__Supplied material__
------------------------
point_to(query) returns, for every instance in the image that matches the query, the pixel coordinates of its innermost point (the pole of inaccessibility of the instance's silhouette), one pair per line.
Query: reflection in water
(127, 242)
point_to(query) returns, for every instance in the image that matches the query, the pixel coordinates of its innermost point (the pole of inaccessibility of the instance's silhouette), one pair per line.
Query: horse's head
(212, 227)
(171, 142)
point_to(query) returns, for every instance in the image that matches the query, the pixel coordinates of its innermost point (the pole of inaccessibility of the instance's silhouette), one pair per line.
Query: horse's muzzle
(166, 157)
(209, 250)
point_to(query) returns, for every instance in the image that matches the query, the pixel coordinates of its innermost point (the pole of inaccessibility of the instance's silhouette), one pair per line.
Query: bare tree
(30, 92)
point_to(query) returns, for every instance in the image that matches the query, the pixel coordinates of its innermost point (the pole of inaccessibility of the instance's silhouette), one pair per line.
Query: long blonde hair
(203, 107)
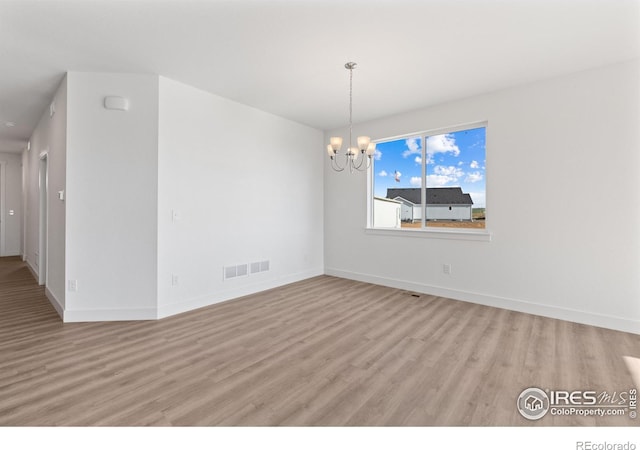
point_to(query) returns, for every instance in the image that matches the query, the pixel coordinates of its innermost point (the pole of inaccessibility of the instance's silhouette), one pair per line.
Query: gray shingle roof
(435, 196)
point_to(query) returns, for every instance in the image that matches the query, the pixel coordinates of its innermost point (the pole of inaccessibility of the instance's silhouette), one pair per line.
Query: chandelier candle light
(355, 156)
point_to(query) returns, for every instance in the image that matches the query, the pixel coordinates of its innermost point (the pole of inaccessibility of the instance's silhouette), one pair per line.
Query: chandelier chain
(350, 101)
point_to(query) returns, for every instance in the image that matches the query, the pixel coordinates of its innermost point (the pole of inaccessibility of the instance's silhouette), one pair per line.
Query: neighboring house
(386, 213)
(446, 203)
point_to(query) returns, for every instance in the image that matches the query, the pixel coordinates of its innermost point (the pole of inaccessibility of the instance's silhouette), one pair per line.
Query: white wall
(558, 151)
(48, 137)
(217, 160)
(11, 190)
(111, 197)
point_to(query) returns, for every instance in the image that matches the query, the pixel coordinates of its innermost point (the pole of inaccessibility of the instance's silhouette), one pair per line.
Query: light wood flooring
(324, 351)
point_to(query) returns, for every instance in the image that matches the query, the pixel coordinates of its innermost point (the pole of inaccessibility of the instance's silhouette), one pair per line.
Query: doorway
(43, 182)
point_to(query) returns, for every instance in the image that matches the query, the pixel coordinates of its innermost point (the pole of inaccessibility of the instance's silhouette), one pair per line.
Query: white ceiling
(287, 57)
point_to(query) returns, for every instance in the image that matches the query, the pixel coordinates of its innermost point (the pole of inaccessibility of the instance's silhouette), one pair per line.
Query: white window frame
(470, 234)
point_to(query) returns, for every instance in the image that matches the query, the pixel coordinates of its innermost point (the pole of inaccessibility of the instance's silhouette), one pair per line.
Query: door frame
(43, 216)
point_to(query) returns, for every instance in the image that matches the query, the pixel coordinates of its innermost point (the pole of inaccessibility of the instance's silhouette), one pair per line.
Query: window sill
(455, 234)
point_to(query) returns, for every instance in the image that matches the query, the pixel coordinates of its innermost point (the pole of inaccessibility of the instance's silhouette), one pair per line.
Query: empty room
(320, 213)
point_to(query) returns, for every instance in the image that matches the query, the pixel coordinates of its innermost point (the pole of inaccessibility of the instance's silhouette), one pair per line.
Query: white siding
(453, 212)
(386, 214)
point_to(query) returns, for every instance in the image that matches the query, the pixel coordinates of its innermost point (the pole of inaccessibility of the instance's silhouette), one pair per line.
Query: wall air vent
(244, 270)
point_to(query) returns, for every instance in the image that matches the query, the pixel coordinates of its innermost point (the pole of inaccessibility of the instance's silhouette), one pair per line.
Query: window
(429, 180)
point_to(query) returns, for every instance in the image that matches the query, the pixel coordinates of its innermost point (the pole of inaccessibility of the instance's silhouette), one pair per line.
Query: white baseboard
(57, 305)
(218, 297)
(554, 312)
(108, 315)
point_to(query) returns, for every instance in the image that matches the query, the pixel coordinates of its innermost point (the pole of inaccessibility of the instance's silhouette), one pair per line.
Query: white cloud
(437, 180)
(442, 143)
(450, 171)
(472, 177)
(413, 147)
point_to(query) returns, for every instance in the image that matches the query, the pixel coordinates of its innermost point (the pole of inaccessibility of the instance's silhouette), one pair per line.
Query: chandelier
(355, 156)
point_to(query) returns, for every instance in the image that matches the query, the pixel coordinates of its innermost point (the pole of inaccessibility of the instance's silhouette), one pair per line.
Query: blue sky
(453, 159)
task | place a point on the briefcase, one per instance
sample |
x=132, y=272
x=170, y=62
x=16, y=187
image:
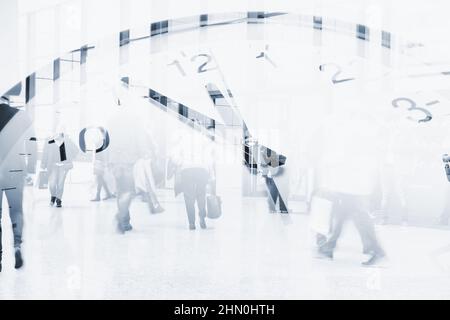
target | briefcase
x=43, y=180
x=213, y=207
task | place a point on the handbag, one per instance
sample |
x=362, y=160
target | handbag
x=320, y=215
x=213, y=207
x=42, y=180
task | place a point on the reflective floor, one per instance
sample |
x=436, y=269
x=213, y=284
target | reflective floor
x=75, y=252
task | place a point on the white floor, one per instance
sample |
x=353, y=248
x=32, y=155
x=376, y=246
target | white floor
x=75, y=253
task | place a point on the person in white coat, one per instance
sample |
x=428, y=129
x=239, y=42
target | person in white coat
x=18, y=155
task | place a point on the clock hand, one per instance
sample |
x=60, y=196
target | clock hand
x=256, y=157
x=191, y=117
x=214, y=92
x=183, y=113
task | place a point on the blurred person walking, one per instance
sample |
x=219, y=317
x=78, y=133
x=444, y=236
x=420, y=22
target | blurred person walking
x=18, y=155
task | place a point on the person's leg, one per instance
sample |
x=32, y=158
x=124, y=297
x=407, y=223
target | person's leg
x=189, y=201
x=102, y=183
x=201, y=203
x=52, y=184
x=445, y=216
x=98, y=188
x=271, y=194
x=366, y=228
x=283, y=207
x=15, y=202
x=61, y=181
x=125, y=192
x=338, y=219
x=1, y=246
------------------------
__Work to be completed__
Search the material for the word "task". Each line where it is found must be copied.

__Answer box__
task | place a point on the briefcase, one per instance
task | place a point on the handbag, one per instance
task | place a point on the reflective floor, one per instance
task | place a point on the white floor, one per instance
task | place a point on the person in white coat, one per instance
task | place a point on the clock hand, one per instance
task | place a point on the blurred person walking, one per instance
task | place a point on the person's leg, one per instance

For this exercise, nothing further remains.